▶ **Instructions**
A) Below is a passage on Nigeria's gas supply and power generation, followed by records. List every percentage figure that the passage gives.
B) Write a continuation of the passage on Nigeria's gas supply and power generation, picking up after its final sentence. The passage comes first below, then the records.

▶ **Page text**
Over the years, many of the nation’s gas-fired power plants which are responsible for over 70 per cent of the energy being generated continue to suffer gas shortages.

Nigeria has around 181 trillion cubic feet of proven gas reserves plus much more in undiscovered gas resources. But despite having the largest gas reserves in Africa, only about 25 per cent of those reserves are being produced or are under development.

The country currently has around 7,000 megawatts of installed electricity generation capacity but less than 5,000MW is often in operation. Total electricity generation stood at 3,659.60MW as of 6am on September 25, the latest data from the Federal Ministry of Power, Works and Housing showed.

The nation has three hydropower plants and 24 gas-fired plants.

National gas production stood at 241.63 billion cubic feet in April, translating to an average daily production of 8.054 billion standard cubic feet per day, representing 1.34 per cent decrease compared to March statistics, according to the Nigerian National Petroleum Corporation’s latest monthly report.

The corporation said the daily average natural gas supply to gas power plants was at 835.27mmscfd, equivalent to power generation of 3,283MW.

It said, “Out of the 242.16Bcf of gas supplied in April, a total of 144.16Bcf of gas was commercialised comprising of 39.71Bcf and 104.45Bcf for the domestic and export market respectively.

“This implies that 59.53 per cent of the average daily gas produced was commercialised while the balance of 40.47 per cent was re-injected, used as upstream fuel gas or flared. Gas flare rate was 9.52 per cent for the month under review i.e. 769mmscfd compared with average gas flare rate of 10.24 per cent i.e. 810.03mmscfd for the period March 2017 to March 2018.”

▶ **Given entries**
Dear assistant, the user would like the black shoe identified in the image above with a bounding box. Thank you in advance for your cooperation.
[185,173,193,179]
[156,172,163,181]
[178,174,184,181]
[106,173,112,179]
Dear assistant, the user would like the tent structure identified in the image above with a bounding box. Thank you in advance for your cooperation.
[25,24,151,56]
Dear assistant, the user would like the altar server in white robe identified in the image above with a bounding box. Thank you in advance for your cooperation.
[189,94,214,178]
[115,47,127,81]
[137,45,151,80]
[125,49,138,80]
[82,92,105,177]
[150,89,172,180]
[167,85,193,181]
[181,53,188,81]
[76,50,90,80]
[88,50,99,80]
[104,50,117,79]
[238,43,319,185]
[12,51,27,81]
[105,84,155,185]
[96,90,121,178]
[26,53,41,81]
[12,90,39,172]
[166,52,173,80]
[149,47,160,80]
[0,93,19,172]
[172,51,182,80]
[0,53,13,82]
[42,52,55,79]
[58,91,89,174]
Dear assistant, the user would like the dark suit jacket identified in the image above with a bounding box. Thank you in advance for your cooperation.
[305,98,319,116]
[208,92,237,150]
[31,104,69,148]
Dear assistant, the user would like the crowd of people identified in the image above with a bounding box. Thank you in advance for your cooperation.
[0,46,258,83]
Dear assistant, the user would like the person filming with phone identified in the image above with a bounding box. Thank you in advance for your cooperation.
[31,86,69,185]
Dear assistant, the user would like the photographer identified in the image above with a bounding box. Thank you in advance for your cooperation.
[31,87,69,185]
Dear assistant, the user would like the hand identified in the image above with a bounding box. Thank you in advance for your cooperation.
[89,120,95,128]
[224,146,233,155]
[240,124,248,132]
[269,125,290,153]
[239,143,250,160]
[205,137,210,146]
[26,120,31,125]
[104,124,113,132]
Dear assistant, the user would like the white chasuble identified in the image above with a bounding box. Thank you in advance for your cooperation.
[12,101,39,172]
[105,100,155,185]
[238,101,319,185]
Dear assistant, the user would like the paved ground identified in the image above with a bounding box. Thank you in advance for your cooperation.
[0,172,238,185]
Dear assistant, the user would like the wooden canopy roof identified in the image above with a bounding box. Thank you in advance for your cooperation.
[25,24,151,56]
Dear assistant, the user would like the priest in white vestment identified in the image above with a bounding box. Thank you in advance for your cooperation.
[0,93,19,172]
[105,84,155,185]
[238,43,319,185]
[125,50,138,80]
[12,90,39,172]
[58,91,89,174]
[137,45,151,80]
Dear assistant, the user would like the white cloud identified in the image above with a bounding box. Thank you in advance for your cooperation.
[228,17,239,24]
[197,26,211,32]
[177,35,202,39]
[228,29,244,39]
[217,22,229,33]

▶ **Answers to each task**
A) 70%, 25%, 1.34%, 59.53%, 40.47%, 9.52%, 10.24%

B)
The President, Nigerian Gas Association, Mr Dada Thomas, said last week that turning natural gas into a profit-making venture required huge investments in infrastructure that would address the five component areas of gas availability, gas affordability, deliverability, funding and the legal and regulatory framework.

He said, “Even with obvious challenges, companies are making significant strategic investments in gas pipelines and production to power Independent Power Plants and industrial customers and it is estimated that about 1,000 megawatts of the IPP capacity is presently idle due to a lack of gas delivery.

“As the market moves towards the concept of ‘willing buyer, willing seller’ and the government continues to make the investment environment more attractive, the country has massive prospects.”

The Group Chief Executive Officer, Oando Plc, Mr Wale Tinubu, said gas development in Nigeria had been stunted by the slow development of the market and the difficulty in accessing long-term, low-interest capital needed to undertake the massive projects that can ensure delivery of gas to all parts of the country.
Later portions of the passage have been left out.